Document text:
When I was leading a SaaS organization, it was just 3 of us. It was myself, a controller, and a staff accountant. We wore all the different hats. We were legal, contract administrators, negotiators, procurement, finance, accounting, tax, you name it. The reason why we were able to be so effective is that we had great partners.

If you're looking at your team and you know there's an opportunity, but you can’t tackle it on the list of things as a CFO, find a partner to do that negotiating and wrangle up the contracts. Why would I want to sit there and figure out how to reach out to my network and see what the best price is when my license renewal is two months away?

“Outsource that, get it to an expert, get it to a partner with all that industry data. They've been there, they negotiate on your behalf, and you just reap the profits from that. I was always happy if a business came to me and said, ‘Chris, we can guarantee you half a million dollars, but of that half a million dollars, we want $60,000 from that.’ As a CFO, I'm going to save $500,000. That is a greenfield opportunity for CFOs to think about."

How do we bring in partners that have the expertise and the knowledge? If I was going to invest that in somebody, it would take 6 - 10 months. If you have a procurement team, they're not looking at all your contracts; they're looking at your top 5. 

So that, to me, is where you bring in that partnership to accelerate the impact on SaaS spend management.

Exercise instructions:
Write what comes next in the passage about using partners for SaaS spend management, picking up after its last sentence. The rows have nothing to do with the text about SaaS spend management.

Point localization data
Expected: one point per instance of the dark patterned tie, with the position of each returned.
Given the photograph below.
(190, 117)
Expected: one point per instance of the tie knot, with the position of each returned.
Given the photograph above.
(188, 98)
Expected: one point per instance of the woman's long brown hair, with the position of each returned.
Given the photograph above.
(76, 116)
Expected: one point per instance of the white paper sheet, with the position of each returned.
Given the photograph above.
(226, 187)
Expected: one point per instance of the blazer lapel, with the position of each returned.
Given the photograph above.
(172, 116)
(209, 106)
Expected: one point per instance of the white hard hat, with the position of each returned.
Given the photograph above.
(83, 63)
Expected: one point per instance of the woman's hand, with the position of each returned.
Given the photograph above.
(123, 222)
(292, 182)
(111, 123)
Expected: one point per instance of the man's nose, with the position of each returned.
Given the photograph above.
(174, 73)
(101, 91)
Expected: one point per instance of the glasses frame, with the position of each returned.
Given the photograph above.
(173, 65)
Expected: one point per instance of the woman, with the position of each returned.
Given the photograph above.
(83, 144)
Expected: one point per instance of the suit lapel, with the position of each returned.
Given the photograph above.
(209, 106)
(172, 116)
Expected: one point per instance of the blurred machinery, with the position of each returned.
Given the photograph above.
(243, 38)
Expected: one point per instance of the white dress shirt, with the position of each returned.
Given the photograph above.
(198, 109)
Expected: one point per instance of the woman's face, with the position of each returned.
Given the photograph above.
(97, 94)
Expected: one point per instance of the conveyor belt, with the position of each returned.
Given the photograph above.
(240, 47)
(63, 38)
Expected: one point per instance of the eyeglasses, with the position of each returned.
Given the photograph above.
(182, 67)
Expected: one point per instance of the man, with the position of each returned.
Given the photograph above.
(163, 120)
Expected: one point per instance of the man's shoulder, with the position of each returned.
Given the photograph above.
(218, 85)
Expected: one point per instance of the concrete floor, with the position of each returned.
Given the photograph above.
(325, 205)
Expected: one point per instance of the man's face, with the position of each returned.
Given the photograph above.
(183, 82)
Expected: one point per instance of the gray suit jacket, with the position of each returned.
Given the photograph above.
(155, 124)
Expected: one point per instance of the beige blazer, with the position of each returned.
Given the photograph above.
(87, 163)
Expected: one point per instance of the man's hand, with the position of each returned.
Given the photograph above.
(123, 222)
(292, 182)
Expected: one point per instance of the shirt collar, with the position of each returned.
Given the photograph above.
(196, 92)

Solved exercise:
Follow the three rules of budgeting

  1. Be accurate and precise


This leads me to my next question. When you're going through budgeting season and asking the head of marketing about investing for the next year, do you have any rule of thumb from a Financial Planning and Analysis (FP&A) perspective, specific to SaaS?


I can't tell you how many budget cycles I've been through. I've been through very short ones and very small ones. I have 3 insights that people, while budgeting, need to think about. 

The first one is probably going to be the wildest -  Your budget is going to be wrong.

It's going to be wrong, just accept that. Why do I say that? It’s because too many organizations go through all these cycles, board reviews, VC reviews, and all this, and then get to the beginning of December. You've been working with this core set of numbers and then in February, those numbers that you just spent four months working on become worthless.

“Balance accuracy versus precision. Accuracy is a 60-75% of confidence interval that this is where it's going to be. Precision means being 85-95% confident that it's going to be right.”
  1. Be realistic

For finance organizations, regardless of what industry you're in, be realistic. That's the second one. Be real with yourself. You're going to be the most precise in what you do on your budget in those first 90 days.

First off, balance accuracy and precision. The second one is to make sure that you set the right communication.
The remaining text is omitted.